» **OBJECTIVE**: Please tally the lines of the data below that contain the word "dark", treating case as significant, and reply with only that number.

___ EXERCISE MATERIAL

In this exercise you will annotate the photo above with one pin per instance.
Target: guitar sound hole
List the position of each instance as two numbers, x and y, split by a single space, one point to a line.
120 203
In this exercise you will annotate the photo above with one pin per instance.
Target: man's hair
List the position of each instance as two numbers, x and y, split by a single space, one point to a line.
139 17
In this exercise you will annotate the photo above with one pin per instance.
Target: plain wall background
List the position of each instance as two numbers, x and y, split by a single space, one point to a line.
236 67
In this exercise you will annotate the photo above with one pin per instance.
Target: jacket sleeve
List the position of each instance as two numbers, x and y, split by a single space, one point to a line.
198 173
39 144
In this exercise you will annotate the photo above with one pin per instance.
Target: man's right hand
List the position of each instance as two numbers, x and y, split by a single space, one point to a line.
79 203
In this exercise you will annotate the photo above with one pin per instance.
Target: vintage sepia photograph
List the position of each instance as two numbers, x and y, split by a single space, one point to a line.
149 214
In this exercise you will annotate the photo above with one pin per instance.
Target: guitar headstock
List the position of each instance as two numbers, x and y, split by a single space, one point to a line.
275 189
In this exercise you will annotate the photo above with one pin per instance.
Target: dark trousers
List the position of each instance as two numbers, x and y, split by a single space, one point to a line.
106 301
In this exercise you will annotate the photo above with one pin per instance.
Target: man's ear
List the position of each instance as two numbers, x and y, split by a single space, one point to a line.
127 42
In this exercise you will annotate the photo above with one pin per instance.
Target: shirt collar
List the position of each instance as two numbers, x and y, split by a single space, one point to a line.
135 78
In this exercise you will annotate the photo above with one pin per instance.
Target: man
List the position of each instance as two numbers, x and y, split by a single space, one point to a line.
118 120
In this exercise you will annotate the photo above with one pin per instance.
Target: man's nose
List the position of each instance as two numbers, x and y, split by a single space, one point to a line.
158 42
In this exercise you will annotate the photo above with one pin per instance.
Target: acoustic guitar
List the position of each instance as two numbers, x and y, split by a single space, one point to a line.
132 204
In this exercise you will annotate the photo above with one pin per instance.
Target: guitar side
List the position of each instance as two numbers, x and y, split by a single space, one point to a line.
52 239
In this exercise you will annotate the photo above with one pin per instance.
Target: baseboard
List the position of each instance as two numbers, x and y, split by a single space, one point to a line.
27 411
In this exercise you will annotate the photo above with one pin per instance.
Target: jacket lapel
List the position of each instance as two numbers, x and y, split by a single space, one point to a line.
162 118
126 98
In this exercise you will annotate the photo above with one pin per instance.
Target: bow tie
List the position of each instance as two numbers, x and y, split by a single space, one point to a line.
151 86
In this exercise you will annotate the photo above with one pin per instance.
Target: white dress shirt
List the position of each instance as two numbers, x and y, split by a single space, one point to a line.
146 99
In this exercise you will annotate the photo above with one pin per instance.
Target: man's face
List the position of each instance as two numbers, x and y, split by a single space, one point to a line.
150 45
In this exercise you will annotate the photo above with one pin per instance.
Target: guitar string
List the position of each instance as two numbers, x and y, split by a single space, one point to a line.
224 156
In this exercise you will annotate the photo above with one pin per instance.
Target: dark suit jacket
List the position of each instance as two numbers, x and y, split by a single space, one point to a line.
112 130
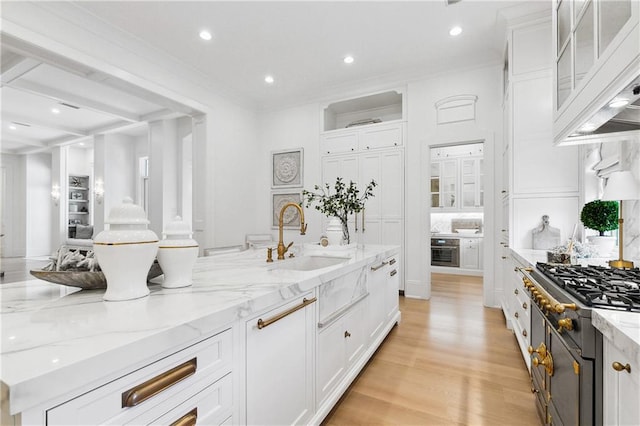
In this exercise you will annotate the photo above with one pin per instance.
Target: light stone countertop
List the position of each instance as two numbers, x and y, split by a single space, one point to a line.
622 328
56 339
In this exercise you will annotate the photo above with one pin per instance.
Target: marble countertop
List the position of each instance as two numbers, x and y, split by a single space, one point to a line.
622 328
56 339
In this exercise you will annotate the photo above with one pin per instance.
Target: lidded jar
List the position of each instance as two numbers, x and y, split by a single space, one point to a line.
126 252
177 254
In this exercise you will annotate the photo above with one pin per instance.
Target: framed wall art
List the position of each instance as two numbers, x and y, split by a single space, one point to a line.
287 168
291 218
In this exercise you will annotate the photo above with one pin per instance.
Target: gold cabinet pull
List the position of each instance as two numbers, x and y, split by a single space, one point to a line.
263 323
619 367
146 390
189 419
375 268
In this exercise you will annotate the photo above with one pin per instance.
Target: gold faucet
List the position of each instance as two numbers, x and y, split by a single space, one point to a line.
303 228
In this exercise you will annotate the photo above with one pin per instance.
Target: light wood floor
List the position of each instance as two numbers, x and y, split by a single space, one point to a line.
449 362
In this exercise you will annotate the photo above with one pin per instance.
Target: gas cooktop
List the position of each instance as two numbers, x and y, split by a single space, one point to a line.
597 286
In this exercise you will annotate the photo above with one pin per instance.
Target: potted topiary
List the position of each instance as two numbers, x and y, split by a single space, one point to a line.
601 216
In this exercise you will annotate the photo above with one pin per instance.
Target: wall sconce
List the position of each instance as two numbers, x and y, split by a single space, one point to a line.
55 194
98 191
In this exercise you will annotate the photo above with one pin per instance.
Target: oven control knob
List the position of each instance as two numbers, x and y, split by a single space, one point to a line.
565 323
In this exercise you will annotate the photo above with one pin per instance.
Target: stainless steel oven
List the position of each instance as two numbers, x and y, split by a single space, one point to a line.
445 252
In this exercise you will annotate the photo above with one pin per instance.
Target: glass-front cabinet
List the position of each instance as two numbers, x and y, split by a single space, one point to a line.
597 52
456 177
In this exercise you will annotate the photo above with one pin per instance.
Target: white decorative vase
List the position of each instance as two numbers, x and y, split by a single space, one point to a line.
125 252
177 254
334 232
603 245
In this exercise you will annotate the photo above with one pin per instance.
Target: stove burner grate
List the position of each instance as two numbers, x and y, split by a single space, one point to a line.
597 286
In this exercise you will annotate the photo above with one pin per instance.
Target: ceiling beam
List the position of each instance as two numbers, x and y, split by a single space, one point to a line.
15 67
70 98
36 122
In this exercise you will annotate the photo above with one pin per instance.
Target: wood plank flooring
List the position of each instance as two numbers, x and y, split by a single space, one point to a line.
451 361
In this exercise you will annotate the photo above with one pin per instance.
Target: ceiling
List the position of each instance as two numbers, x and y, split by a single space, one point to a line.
300 43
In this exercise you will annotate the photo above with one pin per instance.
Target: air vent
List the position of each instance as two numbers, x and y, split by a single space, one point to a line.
69 105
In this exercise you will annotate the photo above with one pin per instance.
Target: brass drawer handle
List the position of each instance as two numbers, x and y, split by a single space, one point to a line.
619 367
151 387
263 323
189 419
375 268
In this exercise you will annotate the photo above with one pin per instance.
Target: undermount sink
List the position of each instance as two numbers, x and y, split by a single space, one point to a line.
308 263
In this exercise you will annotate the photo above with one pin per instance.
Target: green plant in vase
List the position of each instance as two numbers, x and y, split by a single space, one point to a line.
342 202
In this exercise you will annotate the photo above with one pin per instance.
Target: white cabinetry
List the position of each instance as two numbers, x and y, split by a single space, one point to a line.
621 387
280 364
456 178
471 253
597 53
197 378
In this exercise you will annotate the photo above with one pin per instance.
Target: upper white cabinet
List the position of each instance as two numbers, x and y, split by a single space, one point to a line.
596 47
364 123
456 181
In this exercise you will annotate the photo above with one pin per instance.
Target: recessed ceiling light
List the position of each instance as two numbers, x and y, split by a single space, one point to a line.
205 35
455 31
618 103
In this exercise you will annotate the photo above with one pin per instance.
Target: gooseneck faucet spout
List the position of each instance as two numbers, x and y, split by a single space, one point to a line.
303 228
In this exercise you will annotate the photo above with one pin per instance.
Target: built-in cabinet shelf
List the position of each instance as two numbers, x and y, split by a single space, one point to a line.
78 203
597 53
456 178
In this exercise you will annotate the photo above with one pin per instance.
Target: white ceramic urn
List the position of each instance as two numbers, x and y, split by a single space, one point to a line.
126 252
177 254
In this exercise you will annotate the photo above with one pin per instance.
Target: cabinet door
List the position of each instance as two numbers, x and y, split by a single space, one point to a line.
381 137
392 285
469 256
279 365
376 283
340 142
621 391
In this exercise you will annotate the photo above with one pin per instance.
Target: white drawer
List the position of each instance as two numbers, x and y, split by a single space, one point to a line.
150 390
212 406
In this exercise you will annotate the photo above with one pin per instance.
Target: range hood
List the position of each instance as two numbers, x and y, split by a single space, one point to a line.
620 114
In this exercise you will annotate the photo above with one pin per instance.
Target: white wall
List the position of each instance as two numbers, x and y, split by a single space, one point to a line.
289 129
14 204
38 212
423 133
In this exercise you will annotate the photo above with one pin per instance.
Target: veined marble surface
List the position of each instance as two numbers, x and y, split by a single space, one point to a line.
622 328
57 339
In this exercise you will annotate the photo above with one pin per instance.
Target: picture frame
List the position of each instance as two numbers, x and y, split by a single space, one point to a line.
287 168
291 219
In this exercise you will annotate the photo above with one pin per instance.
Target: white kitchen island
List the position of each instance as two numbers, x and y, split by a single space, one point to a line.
68 357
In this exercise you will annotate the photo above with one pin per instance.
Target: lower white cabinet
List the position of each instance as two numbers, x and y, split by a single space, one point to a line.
621 386
339 345
280 349
196 378
470 253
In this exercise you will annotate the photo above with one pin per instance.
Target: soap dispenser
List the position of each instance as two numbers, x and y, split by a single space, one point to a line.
177 254
126 252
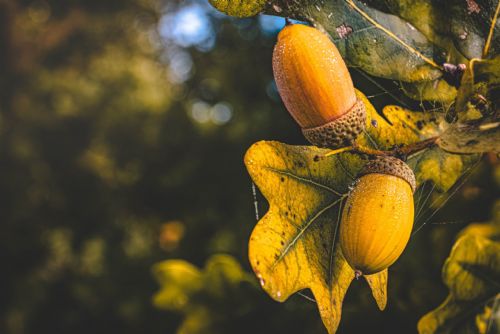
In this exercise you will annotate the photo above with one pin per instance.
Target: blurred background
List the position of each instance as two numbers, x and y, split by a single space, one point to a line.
123 125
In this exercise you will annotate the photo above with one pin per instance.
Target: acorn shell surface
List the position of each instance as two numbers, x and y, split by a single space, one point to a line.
311 76
377 221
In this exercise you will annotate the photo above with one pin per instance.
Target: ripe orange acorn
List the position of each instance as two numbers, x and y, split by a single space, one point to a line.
378 216
316 87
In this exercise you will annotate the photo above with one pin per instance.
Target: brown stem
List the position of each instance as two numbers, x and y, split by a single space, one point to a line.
400 152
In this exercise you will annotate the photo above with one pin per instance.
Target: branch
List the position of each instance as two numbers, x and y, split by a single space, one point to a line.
399 152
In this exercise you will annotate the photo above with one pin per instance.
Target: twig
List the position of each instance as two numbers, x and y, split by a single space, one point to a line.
400 152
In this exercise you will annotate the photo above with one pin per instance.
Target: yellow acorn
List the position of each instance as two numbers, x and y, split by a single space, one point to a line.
377 218
316 87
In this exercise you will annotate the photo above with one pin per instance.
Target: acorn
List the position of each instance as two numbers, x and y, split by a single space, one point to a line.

______

» **FINISHED ANSWER**: 2